TASK DETAILS →
Sift the listing for lines that hold the string "surface" and pull them out.

EXTRACTED RECORDS →
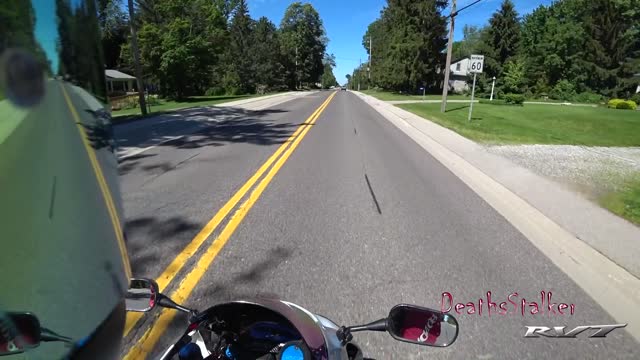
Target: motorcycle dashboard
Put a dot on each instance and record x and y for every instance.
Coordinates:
(294, 350)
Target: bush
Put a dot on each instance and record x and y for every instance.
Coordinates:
(563, 90)
(613, 103)
(622, 104)
(514, 99)
(497, 102)
(215, 91)
(627, 105)
(588, 97)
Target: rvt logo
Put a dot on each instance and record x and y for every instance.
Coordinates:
(559, 332)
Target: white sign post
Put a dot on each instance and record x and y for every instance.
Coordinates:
(476, 65)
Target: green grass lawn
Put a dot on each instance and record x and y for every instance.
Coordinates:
(169, 105)
(392, 96)
(626, 202)
(537, 124)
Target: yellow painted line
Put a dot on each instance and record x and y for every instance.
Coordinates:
(146, 343)
(104, 188)
(174, 267)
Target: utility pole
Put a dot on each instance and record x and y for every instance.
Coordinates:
(359, 71)
(370, 55)
(136, 60)
(447, 68)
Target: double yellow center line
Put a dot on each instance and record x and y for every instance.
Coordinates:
(152, 335)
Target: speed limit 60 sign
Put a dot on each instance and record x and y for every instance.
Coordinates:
(476, 64)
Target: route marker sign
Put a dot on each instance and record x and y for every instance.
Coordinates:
(476, 66)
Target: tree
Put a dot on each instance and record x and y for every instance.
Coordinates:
(241, 55)
(469, 44)
(504, 34)
(412, 39)
(328, 79)
(612, 46)
(375, 41)
(269, 71)
(591, 46)
(181, 45)
(114, 28)
(136, 60)
(303, 44)
(17, 29)
(514, 77)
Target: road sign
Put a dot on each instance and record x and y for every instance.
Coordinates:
(476, 64)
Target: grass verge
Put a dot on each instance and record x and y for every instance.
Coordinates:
(537, 124)
(625, 202)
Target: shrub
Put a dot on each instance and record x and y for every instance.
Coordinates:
(588, 97)
(563, 90)
(613, 103)
(514, 99)
(215, 91)
(497, 102)
(622, 104)
(627, 105)
(493, 102)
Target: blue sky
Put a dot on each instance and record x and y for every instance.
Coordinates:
(346, 22)
(46, 30)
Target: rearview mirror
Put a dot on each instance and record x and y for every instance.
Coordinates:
(142, 294)
(18, 332)
(422, 326)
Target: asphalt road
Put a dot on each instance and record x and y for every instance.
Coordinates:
(359, 218)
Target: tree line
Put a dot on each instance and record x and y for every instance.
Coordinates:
(407, 41)
(214, 47)
(570, 49)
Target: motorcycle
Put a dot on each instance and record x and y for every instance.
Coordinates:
(273, 329)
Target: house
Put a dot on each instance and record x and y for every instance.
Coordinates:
(458, 75)
(119, 82)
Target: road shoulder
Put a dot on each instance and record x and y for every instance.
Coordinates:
(598, 250)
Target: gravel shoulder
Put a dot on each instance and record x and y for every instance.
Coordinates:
(592, 171)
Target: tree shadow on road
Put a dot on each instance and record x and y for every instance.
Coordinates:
(149, 239)
(212, 126)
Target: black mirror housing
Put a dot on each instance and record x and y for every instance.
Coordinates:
(142, 295)
(422, 326)
(20, 332)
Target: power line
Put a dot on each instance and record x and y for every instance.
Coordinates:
(456, 12)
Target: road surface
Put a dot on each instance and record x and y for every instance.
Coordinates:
(359, 218)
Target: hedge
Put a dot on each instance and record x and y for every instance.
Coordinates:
(622, 104)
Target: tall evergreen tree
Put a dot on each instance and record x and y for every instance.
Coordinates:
(504, 34)
(241, 72)
(303, 43)
(415, 40)
(269, 71)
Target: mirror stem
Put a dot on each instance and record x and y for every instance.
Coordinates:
(379, 325)
(167, 302)
(48, 335)
(344, 333)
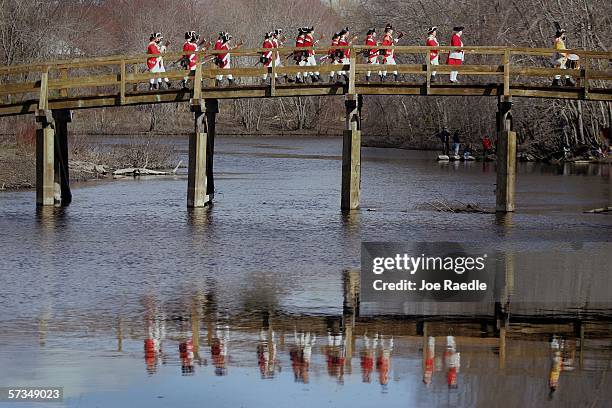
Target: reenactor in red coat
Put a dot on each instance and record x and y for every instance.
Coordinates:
(389, 54)
(300, 57)
(190, 61)
(223, 60)
(372, 53)
(434, 55)
(335, 56)
(456, 57)
(155, 63)
(311, 61)
(267, 58)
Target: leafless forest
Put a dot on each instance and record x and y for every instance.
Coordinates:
(32, 30)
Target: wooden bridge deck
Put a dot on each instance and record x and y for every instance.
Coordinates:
(51, 90)
(114, 81)
(98, 100)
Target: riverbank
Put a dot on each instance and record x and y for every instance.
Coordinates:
(89, 159)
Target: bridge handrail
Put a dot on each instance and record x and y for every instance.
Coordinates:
(126, 73)
(138, 58)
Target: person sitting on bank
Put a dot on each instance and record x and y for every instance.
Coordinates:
(456, 142)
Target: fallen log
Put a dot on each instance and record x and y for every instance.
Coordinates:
(599, 210)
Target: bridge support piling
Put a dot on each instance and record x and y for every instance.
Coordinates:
(351, 155)
(200, 184)
(62, 117)
(506, 158)
(212, 108)
(45, 160)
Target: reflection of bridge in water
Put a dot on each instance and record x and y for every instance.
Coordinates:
(51, 90)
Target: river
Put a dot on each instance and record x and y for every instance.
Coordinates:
(128, 298)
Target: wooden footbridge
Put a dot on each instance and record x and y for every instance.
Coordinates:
(52, 90)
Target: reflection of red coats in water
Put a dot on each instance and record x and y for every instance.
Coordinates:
(456, 57)
(367, 366)
(452, 377)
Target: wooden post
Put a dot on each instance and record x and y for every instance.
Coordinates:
(122, 84)
(428, 66)
(585, 78)
(64, 76)
(352, 73)
(272, 73)
(62, 117)
(45, 147)
(506, 62)
(506, 158)
(212, 108)
(197, 179)
(351, 156)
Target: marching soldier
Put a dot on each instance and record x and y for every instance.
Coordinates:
(372, 53)
(300, 57)
(389, 54)
(223, 61)
(432, 41)
(456, 57)
(155, 63)
(311, 61)
(267, 58)
(334, 55)
(345, 54)
(190, 61)
(278, 41)
(560, 58)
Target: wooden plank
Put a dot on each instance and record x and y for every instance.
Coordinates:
(473, 69)
(601, 75)
(64, 76)
(584, 74)
(85, 82)
(542, 72)
(25, 87)
(506, 64)
(351, 72)
(123, 84)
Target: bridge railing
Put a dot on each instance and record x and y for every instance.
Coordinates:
(120, 80)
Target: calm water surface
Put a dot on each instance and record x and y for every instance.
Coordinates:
(128, 298)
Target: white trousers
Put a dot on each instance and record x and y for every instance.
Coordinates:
(159, 67)
(435, 61)
(390, 60)
(227, 66)
(373, 61)
(312, 62)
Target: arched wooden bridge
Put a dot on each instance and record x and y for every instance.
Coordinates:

ANSWER TO THIS EXERCISE →
Target: road surface
Target: calm water surface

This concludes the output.